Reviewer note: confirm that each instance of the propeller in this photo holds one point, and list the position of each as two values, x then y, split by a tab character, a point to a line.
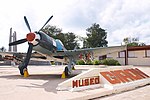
30	38
17	42
26	21
46	22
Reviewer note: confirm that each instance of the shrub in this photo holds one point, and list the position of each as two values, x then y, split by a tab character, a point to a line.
111	62
80	62
89	62
96	62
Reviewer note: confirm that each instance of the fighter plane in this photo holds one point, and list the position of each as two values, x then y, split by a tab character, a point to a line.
46	47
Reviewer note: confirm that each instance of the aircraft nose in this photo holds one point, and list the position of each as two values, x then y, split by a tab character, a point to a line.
30	36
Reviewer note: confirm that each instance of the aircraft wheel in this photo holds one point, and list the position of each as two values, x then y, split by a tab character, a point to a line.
66	71
21	70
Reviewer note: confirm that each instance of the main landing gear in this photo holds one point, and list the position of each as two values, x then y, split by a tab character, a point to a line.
68	70
23	71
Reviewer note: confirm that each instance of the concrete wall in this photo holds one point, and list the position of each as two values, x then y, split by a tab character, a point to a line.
139	58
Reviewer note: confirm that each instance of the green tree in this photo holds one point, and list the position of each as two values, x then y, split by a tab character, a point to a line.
132	42
96	37
52	30
68	39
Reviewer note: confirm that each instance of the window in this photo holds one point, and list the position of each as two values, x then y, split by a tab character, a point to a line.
121	54
147	53
131	54
102	57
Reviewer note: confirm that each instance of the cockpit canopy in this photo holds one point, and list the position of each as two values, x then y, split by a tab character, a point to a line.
59	45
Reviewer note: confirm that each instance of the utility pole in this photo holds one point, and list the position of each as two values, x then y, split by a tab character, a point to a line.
12	38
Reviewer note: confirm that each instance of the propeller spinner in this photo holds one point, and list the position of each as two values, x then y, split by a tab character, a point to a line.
32	39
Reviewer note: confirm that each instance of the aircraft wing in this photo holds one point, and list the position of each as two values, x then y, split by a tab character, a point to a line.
95	52
20	56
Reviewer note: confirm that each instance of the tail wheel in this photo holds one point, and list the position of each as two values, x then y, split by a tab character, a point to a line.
66	71
21	70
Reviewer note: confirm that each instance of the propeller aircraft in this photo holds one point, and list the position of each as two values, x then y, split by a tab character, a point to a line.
49	47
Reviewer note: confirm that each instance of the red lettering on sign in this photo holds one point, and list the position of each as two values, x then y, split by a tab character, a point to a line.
131	74
122	76
85	82
92	81
81	83
75	83
110	77
141	73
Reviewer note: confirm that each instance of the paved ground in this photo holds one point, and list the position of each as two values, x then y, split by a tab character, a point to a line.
42	83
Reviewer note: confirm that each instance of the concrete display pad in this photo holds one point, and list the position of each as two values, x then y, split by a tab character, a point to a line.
43	81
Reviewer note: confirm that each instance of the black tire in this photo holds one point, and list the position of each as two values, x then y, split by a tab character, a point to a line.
21	70
66	71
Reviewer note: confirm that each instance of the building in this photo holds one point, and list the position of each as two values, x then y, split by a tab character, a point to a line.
136	55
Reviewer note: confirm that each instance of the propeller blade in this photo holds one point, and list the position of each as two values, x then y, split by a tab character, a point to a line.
17	42
28	56
47	22
26	21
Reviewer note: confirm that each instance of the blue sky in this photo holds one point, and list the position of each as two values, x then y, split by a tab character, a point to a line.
120	18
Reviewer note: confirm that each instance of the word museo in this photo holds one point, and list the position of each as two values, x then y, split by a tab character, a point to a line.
113	77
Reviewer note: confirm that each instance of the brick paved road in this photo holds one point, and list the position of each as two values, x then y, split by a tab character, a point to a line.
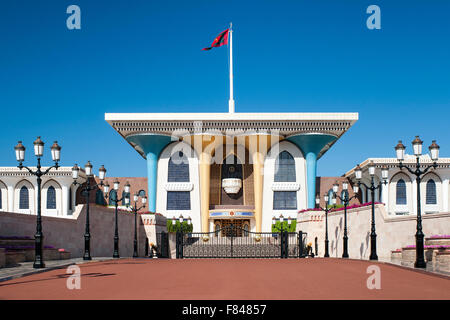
229	279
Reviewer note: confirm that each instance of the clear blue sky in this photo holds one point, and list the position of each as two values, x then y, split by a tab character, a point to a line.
289	56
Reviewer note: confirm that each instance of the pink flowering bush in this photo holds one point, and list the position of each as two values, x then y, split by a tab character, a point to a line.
342	208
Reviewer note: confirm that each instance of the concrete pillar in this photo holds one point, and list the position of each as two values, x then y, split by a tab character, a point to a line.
385	195
65	200
10	205
258	175
205	172
151	145
311	174
445	199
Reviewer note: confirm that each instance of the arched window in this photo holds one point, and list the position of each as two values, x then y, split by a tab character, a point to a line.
178	170
24	201
431	192
51	198
99	199
401	192
284	200
178	200
285	167
112	197
70	200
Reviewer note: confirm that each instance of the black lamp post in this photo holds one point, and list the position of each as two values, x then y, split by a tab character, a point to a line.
326	209
346	199
20	156
86	189
135	210
434	155
372	188
125	198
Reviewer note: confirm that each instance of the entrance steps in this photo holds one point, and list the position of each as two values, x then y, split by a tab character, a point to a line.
17	249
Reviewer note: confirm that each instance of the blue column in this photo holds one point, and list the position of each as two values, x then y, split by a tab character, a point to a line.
151	145
311	145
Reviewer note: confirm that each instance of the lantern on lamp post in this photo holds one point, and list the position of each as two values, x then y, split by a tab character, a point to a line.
419	173
20	157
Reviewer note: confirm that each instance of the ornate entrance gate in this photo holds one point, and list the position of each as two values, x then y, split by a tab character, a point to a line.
236	242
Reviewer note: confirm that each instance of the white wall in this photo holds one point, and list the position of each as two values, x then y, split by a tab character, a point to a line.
193	186
393	232
12	179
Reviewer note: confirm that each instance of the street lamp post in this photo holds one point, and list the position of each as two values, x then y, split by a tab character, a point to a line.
20	156
125	198
86	189
135	210
327	210
372	188
346	199
434	155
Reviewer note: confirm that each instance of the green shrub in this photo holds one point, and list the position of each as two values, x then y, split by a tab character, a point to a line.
173	228
286	226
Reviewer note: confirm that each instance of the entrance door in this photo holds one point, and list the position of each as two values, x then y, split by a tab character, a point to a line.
240	226
231	169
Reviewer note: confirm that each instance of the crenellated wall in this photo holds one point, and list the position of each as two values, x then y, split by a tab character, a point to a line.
393	232
69	233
####
What you need to do:
Copy the data from the line containing "Reviewer note: confirm that each instance of the white" through the end, swapping "street lamp post" for "lamppost" and leaving everything else unchanged.

Task answer:
Reviewer note: confirm that each instance of the white wall in this photo holds one point, and list the position of each as two values, x then y, split by a tab character, a point to a line.
193	186
393	232
12	179
Reviewer note: confirm that each instance of the lamppost in this photo holds one point, and list the position of each as two values, x then y, split by a tab character, a point to a line.
20	156
125	198
86	189
135	210
327	210
372	188
346	199
434	155
Reviewer note: confirm that each instance of the green shrub in this photo holds one point, and list the position of each as two values, x then y, split by a tab character, a point to a line.
173	228
286	226
Reviewer note: confirm that each instance of the entrance door in this photo holds one point, and list the position of each as two values, x then y, split by a tab character, a point to a line.
240	226
231	169
Reviewer note: confirm that each instance of the crenellated wall in this photo holds one point, and list the position of each as two values, x then y, split by a tab character, a point to a line.
393	232
69	233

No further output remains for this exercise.